===== Text section =====
Was really sad because I loved him so much but he just didn't wanna do it anymore and it stressed me out and the more upset I got about it the less he would even talk about it. So yeh. A healthy sex life is a shared requirement, you both should either want to do it, do it occasionally or are happy not doing it. I wanted to do it and he didn't want to and it frustrated us both in the end. :(

Were you married?
 

beelzebozo

Jealous Bastard
Ecrofirt said:
The 'real' answer would probably be my son.

The other equally likely answer is that I'm not going to lose half of my fucking shit in a divorce. Fuck that.

i'm very sorry to hear this. it seriously makes me really damn sad. were i in your position, i'd be candid with my wife about the situation and count my losses, but in that position you would know much better than i what was the correct course of action.

regardless, best of luck to you.
 
Ecrofirt said:
The 'real' answer would probably be my son.

The other equally likely answer is that I'm not going to lose half of my fucking shit in a divorce. Fuck that.

You wouldn't necessarily have to if you could make the argument that she's emotionally and physically isolated you.

If it's as bad as you say, you need to realize the very real fact that you could get destroyed in divorce court if she were to file first even if it's truly her fault. Divorce court is pretty damned biased in favor of women unless the woman is just a total fuckup.
 

bengraven

Member
I know some women who lost their libidos due to Marena and other implants.

I don't recommend those to anyone.

That said, if a woman loses her libido due to a medical procedure, especially a procedure after you have had children, I can't see a man being looked at as the "good guy" for leaving his wife.
 
bengraven said:
I know some women who lost their libidos due to Marena and other implants.

I don't recommend those to anyone.

That said, if a woman loses her libido due to a medical procedure, especially a procedure after you have had children, I can't see a man being looked at as the "good guy" for leaving his wife.

In that case, should she be ok with opening up the marriage or making him suffer for life?
 

LosDaddie

Banned
Ecrofirt said:
The wife and I don't have sex.

Of course, we don't sleep in the same room, either..

I would fix that. I mean, unless you don't want to sleep in the same bed as her.

Is your son young, and sleeping in the same bed?
 

Famassu

Member
Utako said:
[edit] Divorce is not an option if children are involved. As a divorce child, I will not fuck anyone else over like that.
It's better to have happy parents who are divorced than to have parents that resent each other but stay together "for the good of the children." Edit: I mean, children aren't stupid, children are usually quite good at picking up those kind of "vibes" (they might not understand it, but they might still know something is wrong and perhaps even blame themselves of it, especially if the parents argue a lot and the subject of _the children_ comes up in those arguments). And children should get a good model of a healthy relationship from their parents. If they don't love each other and stay together just because they "have to", then that might cause some problem with the childrens' love lives too, especially if they see their parents act coldly towards each other.
=====
• [Using the information]:
**a.** Answer these questions using the forum thread on sex and divorce in marriage.
(i) What does bengraven say caused some women to lose their libidos?
(ii) According to Famassu, what should children get from their parents?
(iii) In the reply that begins "You wouldn't necessarily have to," who is divorce court said to be biased in favor of?
**b.** For each statement, say whether it agrees with the forum thread on sex and divorce in marriage. Quote the words that settle it.
(i) The first poster calls a healthy sex life a shared requirement.
(ii) bengraven recommends implants such as Marena.
(iii) LosDaddie asks whether Ecrofirt's son is young.
**c.** Write the next part of the forum thread on sex and divorce in marriage, picking up after its final sentence.
===== Information shown =====
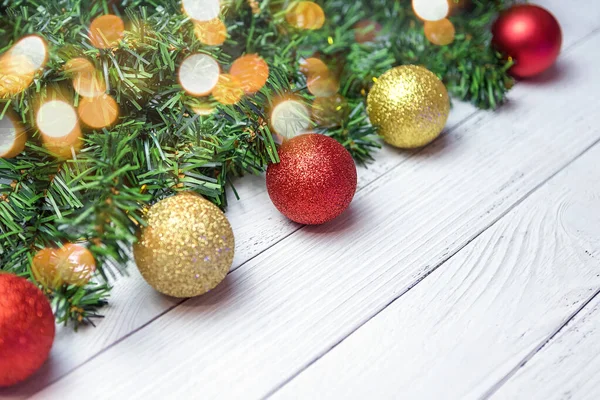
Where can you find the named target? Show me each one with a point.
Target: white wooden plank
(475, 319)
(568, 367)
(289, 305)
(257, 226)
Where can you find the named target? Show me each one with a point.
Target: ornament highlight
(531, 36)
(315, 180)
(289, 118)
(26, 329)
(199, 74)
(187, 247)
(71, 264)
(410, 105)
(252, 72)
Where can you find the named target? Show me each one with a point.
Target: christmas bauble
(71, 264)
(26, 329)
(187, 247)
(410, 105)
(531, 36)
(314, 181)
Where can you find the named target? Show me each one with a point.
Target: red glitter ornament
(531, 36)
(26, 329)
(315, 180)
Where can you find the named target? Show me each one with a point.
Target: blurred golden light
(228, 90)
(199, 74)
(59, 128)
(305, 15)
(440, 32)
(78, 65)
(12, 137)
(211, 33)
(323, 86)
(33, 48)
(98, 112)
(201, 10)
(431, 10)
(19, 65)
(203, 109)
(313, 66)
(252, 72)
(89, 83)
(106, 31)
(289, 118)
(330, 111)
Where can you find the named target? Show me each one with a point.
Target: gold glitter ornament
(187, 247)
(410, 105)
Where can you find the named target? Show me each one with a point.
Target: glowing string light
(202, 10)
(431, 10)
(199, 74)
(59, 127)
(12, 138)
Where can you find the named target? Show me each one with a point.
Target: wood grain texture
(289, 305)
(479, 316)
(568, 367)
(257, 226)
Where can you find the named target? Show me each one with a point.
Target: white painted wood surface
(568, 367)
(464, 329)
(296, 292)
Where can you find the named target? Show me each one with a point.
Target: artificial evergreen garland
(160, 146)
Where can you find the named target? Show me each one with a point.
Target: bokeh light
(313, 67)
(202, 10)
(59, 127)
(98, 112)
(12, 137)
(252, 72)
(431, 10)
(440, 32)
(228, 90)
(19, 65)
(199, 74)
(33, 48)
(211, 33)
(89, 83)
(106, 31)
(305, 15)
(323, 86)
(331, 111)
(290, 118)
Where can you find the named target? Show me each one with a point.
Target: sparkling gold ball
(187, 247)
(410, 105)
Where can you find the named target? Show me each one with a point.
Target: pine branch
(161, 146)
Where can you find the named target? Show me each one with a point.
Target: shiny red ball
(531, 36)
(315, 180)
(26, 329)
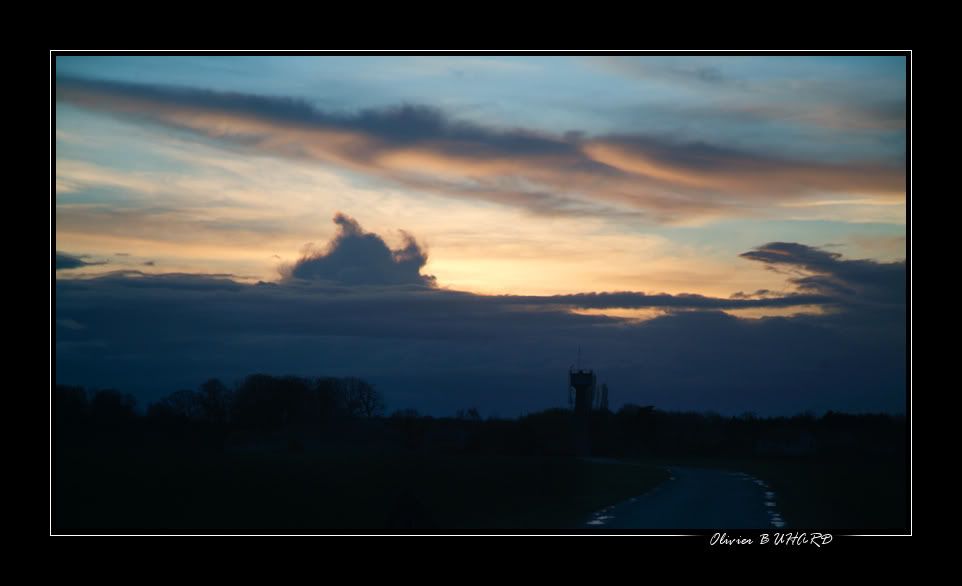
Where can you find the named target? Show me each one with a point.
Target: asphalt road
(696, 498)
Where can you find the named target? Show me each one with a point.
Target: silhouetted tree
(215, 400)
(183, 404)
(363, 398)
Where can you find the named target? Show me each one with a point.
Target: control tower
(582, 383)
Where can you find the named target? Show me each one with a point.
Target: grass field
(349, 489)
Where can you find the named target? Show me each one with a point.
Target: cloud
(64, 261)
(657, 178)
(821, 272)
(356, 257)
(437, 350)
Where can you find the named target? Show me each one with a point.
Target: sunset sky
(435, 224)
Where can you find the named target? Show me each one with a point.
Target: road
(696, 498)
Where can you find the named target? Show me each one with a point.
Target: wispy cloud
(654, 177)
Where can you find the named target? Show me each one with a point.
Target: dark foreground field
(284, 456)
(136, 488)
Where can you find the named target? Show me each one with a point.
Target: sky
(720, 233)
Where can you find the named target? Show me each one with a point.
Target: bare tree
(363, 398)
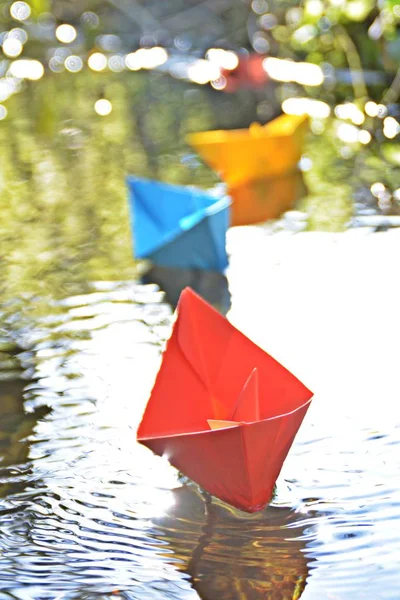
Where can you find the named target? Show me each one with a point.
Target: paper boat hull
=====
• [Answers for this exercise]:
**a.**
(i) Marena and other implants.
(ii) A good model of a healthy relationship.
(iii) Women, unless the woman is a total mess (the reply puts it more crudely).

**b.**
(i) Yes: "A healthy sex life is a shared requirement"
(ii) No: "I don't recommend those to anyone."
(iii) Yes: "Is your son young, and sleeping in the same bed?"

**c.**
of course if the parents are divorced yet still continue ruining each other's lives by making everything too complicated and problematic, that isn't good either. A clean divorce where the parents still act at least somewhat decently/friendly towards each other is the best case scenario, when it comes to wife & husband growing apart and there being children in the mix.
 
The worst time is coming up for me. I just had a terrible cold for a week then she got my cold for this whole Week and at the end of it all she is going to go into her no fun time week. 2 1/2 weeks is rough. we have our first vacation alone together soon (january) i can wait for it. The sex will be awesome.

Also some birthcontrol can hinder sexual libido, as well as anti depressants which my wife is also on really mild ones because of stress anxiety.
 

TheNatural

My Member!
ScientificNinja said:
When a kid or two comes on the scene, here's how the average day plays out:

FOR HIM:
5.30am: Kid1 wakes up for the day. Brush its teeth. Give it a bottle, sit it down in front of TV with Dora.
5.45am: Shit, shave, shower.
6.15am: Make breakfast for her. Eggs on toast... something better than cereal.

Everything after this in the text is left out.